SET PROBLEM — List each line of the data below that contains the word "brown", reproducing every such line in full.

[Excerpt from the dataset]
+++

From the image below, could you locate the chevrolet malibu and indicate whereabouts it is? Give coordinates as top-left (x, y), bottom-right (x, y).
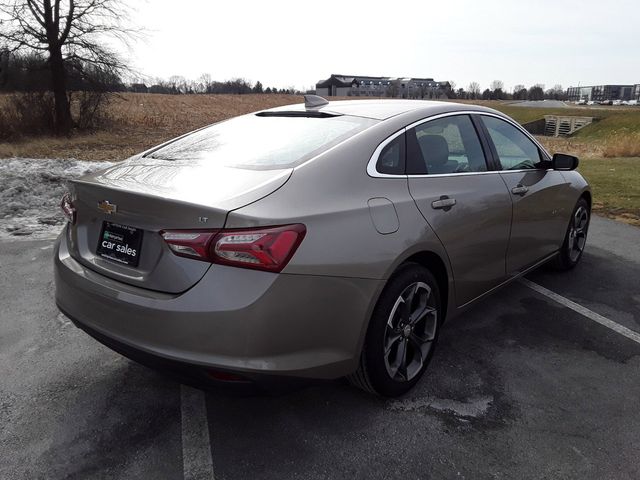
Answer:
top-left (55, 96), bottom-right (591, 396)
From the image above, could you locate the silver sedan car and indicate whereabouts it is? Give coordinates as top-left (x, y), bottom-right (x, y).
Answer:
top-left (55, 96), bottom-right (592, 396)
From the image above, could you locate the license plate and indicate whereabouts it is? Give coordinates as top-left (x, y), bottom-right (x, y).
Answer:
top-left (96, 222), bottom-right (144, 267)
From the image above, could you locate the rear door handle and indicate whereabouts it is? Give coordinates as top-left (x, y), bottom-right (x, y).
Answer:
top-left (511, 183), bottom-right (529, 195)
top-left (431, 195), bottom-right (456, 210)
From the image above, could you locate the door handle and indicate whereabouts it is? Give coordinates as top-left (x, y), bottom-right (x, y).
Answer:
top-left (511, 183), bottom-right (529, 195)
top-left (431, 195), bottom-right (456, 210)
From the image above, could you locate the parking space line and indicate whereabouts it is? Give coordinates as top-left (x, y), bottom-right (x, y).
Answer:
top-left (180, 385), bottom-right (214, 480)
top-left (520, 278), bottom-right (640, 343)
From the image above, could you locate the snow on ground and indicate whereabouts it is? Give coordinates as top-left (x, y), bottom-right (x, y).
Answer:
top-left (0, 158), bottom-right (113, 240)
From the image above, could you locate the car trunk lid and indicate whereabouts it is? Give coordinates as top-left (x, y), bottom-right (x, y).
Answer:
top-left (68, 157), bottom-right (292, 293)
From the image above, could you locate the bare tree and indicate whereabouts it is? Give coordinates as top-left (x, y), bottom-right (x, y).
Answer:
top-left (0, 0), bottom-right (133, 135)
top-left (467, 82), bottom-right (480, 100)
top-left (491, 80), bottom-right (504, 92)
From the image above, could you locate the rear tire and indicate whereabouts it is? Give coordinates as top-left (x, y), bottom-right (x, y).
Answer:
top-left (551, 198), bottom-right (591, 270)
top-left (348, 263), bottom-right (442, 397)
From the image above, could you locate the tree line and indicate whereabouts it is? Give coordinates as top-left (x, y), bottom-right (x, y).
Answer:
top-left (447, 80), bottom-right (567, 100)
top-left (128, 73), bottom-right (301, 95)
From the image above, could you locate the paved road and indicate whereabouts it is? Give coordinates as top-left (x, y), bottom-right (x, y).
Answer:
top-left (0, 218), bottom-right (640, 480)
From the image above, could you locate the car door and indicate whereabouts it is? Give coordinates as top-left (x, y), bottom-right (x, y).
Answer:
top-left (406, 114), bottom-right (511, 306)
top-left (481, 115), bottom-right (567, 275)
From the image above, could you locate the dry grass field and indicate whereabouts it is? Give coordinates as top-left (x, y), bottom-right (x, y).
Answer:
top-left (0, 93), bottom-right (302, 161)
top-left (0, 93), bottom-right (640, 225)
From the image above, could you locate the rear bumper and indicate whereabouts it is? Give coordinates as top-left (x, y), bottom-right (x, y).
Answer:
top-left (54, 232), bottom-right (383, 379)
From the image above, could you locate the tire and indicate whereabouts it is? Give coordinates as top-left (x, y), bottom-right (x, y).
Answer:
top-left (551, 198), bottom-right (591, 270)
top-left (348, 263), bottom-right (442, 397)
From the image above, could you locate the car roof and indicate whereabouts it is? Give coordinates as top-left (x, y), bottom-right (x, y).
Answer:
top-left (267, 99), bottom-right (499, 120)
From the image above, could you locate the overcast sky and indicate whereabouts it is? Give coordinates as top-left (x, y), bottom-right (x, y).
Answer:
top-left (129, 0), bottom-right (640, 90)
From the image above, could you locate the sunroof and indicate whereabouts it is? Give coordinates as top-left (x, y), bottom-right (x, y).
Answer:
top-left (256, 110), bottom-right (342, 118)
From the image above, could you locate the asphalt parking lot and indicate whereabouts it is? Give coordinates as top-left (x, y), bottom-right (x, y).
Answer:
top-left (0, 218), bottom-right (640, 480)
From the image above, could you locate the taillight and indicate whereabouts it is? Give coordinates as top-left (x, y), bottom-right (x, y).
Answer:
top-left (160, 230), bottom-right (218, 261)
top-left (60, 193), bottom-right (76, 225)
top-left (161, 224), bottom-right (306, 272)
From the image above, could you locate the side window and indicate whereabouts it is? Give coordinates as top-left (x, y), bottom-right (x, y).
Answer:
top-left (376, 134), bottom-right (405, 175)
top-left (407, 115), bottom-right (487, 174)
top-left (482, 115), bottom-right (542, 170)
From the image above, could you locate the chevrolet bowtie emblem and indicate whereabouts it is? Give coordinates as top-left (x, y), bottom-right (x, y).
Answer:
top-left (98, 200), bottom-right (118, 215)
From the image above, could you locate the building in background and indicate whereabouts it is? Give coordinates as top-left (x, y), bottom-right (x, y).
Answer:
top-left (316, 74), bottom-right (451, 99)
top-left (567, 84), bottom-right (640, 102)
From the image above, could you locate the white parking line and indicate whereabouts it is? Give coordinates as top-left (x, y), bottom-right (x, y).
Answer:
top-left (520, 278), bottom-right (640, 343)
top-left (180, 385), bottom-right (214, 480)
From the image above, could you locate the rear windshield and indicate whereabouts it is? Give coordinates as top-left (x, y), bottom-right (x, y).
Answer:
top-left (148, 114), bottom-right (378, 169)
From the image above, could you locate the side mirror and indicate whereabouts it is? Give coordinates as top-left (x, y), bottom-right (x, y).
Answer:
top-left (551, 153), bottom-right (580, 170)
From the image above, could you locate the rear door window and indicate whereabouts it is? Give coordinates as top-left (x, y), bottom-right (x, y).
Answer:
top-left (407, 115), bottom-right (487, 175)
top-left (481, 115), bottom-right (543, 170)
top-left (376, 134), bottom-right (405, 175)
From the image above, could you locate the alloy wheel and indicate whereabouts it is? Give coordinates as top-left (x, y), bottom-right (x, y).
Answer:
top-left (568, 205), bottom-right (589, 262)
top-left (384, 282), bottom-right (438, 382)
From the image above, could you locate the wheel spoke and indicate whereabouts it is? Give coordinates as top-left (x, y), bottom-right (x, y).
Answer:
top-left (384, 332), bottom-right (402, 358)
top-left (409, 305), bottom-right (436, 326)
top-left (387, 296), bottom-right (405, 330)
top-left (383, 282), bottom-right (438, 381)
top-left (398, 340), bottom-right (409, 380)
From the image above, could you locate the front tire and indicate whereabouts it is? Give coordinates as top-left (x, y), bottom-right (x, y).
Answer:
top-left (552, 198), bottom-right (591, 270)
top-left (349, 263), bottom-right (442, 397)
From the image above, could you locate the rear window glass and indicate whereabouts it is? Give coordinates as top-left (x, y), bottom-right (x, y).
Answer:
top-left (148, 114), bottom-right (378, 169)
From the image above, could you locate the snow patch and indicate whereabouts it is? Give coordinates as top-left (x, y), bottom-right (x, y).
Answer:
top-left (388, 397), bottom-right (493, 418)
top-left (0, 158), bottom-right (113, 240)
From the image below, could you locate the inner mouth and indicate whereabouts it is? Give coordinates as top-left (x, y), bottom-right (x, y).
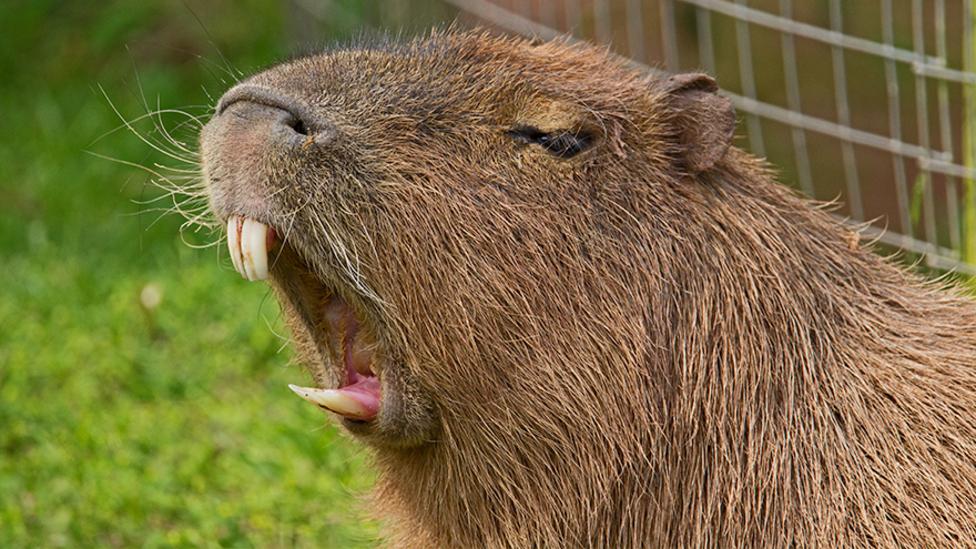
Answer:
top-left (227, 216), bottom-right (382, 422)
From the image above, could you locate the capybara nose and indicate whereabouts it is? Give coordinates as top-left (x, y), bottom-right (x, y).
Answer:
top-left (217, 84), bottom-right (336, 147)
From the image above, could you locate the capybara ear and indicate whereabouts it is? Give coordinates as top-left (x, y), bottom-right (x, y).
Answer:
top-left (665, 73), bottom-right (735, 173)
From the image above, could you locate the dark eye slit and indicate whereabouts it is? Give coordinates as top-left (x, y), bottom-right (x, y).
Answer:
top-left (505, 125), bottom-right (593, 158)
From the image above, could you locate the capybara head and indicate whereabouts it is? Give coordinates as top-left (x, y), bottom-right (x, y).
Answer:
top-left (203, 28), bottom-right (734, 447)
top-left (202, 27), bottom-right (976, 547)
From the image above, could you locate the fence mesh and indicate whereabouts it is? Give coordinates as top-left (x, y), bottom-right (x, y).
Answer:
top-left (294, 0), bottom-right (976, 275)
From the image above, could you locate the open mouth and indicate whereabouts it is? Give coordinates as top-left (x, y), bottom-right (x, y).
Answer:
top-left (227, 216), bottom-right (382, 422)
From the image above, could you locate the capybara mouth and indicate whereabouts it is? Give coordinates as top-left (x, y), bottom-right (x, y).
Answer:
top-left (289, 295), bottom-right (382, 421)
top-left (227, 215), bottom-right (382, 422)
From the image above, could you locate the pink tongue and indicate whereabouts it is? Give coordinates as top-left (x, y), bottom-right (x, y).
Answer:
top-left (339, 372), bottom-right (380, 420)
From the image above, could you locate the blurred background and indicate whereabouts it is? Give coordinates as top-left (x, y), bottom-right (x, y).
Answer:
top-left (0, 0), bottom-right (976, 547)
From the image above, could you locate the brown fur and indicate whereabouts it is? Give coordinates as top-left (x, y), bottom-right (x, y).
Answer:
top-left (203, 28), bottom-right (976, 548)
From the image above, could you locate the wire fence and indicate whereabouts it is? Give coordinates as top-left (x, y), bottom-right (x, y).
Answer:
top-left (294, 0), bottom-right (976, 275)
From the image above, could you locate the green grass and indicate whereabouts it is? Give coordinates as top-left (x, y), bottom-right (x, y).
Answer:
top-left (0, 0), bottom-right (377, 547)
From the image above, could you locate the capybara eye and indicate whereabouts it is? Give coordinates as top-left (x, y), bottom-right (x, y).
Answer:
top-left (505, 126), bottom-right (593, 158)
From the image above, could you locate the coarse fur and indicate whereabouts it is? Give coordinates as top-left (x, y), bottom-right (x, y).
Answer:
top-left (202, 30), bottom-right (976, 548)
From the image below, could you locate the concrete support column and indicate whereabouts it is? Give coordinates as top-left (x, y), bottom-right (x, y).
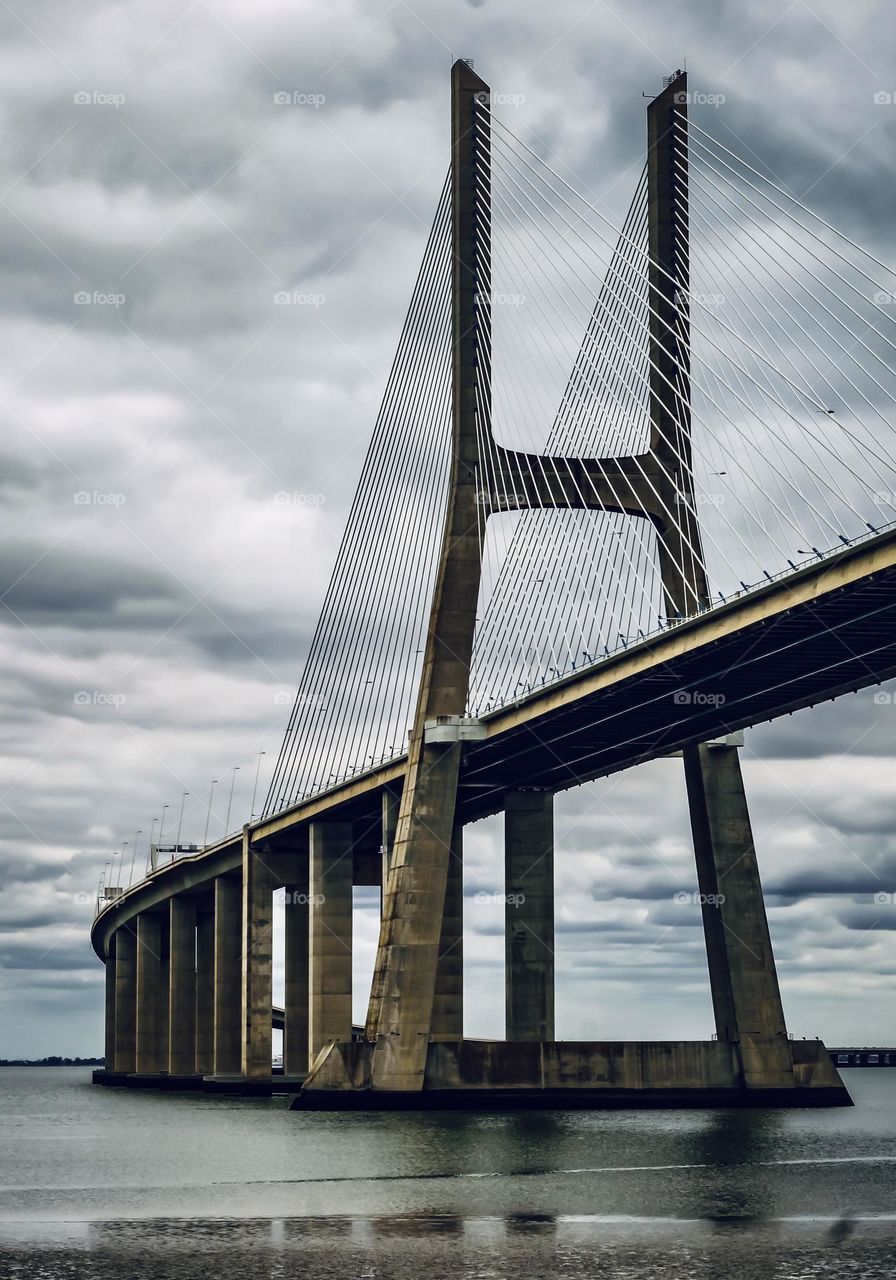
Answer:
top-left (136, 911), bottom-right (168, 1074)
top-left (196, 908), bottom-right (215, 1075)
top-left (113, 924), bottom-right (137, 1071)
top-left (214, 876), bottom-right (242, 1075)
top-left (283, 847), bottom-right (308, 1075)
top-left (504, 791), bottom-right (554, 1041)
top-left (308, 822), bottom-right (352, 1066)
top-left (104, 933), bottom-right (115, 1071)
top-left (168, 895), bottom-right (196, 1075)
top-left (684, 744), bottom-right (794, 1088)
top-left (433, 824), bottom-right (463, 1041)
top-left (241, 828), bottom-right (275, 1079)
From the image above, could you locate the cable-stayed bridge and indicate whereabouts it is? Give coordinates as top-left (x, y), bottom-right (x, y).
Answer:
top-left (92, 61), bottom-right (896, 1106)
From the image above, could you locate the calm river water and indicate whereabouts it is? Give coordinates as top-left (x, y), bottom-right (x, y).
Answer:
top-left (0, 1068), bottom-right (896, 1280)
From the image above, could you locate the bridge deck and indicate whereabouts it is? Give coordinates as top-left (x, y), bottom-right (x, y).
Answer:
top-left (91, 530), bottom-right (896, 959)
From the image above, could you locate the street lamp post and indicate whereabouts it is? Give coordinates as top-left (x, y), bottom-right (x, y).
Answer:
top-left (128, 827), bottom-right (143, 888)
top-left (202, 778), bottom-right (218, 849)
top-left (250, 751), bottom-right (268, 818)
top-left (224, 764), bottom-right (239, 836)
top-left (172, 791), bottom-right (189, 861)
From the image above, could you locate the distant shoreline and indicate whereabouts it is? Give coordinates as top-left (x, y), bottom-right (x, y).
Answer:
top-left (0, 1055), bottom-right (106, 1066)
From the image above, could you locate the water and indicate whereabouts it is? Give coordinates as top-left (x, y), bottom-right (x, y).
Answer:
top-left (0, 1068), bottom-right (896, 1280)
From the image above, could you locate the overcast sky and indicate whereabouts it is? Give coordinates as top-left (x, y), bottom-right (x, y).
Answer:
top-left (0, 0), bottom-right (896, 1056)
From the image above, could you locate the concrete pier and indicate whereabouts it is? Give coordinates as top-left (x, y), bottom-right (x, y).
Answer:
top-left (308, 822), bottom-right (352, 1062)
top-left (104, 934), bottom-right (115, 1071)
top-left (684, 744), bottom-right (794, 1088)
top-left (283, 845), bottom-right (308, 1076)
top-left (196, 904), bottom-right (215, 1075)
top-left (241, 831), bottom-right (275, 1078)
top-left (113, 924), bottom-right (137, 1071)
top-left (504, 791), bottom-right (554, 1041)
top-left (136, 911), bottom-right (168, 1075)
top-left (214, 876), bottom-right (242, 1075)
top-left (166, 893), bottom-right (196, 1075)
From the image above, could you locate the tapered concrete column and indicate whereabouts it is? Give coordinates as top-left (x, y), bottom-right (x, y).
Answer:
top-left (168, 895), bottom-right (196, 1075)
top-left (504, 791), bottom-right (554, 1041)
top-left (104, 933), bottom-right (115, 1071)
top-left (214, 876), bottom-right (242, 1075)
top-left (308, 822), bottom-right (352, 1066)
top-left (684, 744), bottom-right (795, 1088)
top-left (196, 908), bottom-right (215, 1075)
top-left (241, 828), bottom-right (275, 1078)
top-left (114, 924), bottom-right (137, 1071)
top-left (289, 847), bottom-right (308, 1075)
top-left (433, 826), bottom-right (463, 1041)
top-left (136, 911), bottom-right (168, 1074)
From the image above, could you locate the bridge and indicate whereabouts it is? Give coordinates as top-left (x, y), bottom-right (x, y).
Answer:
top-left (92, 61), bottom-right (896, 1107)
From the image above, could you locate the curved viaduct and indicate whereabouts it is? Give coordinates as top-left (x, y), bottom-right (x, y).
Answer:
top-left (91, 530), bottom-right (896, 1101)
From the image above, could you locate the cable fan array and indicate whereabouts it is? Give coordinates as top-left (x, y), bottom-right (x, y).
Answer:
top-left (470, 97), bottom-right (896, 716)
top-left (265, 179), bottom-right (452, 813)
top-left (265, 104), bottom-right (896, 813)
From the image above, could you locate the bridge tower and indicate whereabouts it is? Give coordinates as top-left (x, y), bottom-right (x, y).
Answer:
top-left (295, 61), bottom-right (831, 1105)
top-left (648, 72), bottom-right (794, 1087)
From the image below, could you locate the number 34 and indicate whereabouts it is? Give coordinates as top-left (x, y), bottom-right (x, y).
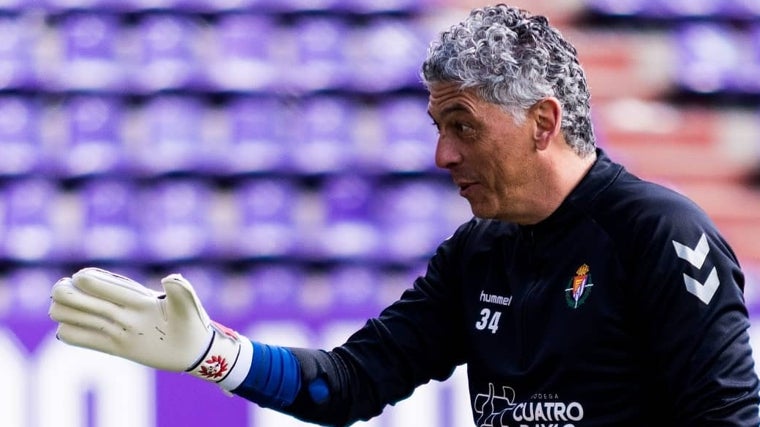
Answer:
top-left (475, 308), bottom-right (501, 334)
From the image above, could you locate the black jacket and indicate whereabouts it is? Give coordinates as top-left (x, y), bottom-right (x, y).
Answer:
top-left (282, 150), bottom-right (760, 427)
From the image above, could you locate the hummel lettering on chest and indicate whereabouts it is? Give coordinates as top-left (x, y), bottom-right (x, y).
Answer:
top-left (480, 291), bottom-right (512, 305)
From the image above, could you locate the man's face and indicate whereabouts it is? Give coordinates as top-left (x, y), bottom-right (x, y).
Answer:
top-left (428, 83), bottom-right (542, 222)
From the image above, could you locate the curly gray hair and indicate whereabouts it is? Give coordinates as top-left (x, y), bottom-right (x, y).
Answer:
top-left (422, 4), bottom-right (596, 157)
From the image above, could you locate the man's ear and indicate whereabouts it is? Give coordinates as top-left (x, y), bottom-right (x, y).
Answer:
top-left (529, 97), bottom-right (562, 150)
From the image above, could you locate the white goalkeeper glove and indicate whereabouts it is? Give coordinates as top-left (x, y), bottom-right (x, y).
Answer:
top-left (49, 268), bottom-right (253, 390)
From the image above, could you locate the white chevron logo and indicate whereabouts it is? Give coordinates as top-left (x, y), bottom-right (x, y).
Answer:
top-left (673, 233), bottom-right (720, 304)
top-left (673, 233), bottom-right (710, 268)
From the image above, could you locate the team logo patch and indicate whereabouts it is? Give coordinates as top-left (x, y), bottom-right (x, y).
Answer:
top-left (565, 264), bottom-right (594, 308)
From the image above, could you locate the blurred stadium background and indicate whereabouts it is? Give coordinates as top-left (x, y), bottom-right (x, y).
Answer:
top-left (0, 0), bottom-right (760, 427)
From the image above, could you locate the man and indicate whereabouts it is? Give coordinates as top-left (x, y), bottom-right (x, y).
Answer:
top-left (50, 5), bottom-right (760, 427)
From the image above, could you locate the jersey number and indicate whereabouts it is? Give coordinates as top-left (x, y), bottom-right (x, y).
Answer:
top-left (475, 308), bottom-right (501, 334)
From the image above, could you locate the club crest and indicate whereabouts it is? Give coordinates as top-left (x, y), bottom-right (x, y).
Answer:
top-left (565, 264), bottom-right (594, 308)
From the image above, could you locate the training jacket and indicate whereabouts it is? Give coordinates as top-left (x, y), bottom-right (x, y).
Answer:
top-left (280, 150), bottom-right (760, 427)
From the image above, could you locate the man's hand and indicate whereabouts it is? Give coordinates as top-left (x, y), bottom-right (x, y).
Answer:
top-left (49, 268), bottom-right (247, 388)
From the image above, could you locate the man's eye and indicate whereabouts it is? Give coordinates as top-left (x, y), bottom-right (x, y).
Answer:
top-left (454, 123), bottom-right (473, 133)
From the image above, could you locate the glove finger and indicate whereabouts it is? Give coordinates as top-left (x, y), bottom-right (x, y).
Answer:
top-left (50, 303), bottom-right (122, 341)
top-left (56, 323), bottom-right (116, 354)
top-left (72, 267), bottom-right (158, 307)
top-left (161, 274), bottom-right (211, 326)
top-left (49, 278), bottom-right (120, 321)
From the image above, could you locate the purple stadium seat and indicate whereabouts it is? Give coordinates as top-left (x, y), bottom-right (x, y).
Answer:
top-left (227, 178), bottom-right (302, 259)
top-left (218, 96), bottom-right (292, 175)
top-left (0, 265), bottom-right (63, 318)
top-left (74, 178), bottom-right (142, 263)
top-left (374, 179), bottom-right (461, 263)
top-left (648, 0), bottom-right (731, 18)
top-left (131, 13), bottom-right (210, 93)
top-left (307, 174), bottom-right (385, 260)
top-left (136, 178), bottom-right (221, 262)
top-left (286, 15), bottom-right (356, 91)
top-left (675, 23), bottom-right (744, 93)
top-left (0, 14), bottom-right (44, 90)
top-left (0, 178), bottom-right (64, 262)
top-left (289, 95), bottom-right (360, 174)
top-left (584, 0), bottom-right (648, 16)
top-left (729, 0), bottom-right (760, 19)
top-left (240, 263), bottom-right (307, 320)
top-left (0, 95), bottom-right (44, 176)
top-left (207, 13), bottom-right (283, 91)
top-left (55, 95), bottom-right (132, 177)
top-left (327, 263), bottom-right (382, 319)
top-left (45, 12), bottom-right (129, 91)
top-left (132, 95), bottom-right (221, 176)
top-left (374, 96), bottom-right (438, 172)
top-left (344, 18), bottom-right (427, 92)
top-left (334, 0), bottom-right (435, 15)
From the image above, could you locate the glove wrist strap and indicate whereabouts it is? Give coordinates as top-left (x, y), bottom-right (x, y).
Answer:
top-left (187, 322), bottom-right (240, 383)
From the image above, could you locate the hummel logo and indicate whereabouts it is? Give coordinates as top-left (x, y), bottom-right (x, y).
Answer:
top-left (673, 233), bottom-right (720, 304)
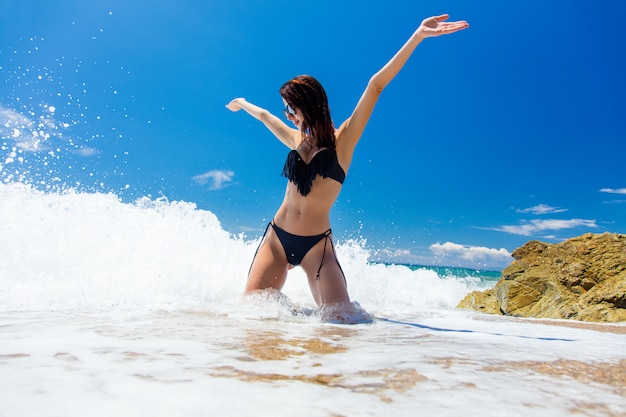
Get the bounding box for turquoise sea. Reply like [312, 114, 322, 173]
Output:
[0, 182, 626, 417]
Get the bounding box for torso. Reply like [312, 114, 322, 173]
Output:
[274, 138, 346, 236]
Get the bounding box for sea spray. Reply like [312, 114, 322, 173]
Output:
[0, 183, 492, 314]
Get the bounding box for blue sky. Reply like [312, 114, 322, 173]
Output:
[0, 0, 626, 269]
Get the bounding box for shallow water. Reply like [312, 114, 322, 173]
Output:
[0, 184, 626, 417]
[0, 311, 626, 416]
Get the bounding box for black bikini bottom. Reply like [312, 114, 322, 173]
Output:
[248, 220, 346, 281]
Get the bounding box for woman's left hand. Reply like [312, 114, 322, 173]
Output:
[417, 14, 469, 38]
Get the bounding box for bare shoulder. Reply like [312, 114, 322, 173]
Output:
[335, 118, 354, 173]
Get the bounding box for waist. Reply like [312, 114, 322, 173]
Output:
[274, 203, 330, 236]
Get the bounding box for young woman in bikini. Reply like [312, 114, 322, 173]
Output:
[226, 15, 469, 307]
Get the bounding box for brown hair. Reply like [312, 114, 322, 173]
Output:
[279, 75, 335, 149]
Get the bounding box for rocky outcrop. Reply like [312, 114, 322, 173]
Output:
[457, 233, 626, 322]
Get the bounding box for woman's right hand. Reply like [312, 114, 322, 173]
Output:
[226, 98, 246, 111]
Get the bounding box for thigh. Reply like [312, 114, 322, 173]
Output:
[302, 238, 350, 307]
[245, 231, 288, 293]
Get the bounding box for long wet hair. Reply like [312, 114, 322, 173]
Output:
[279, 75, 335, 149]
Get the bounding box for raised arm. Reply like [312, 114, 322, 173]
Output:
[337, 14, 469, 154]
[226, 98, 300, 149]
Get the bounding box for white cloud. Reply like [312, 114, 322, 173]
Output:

+++

OUTPUT OF THE EXERCISE —
From the image above, could you locate the brown fur and indicate whereabouts it is? Give coordinates as top-left (x, y), bottom-right (x, y).
Get the bounding box for brown hair. Reply like [312, 114, 322, 173]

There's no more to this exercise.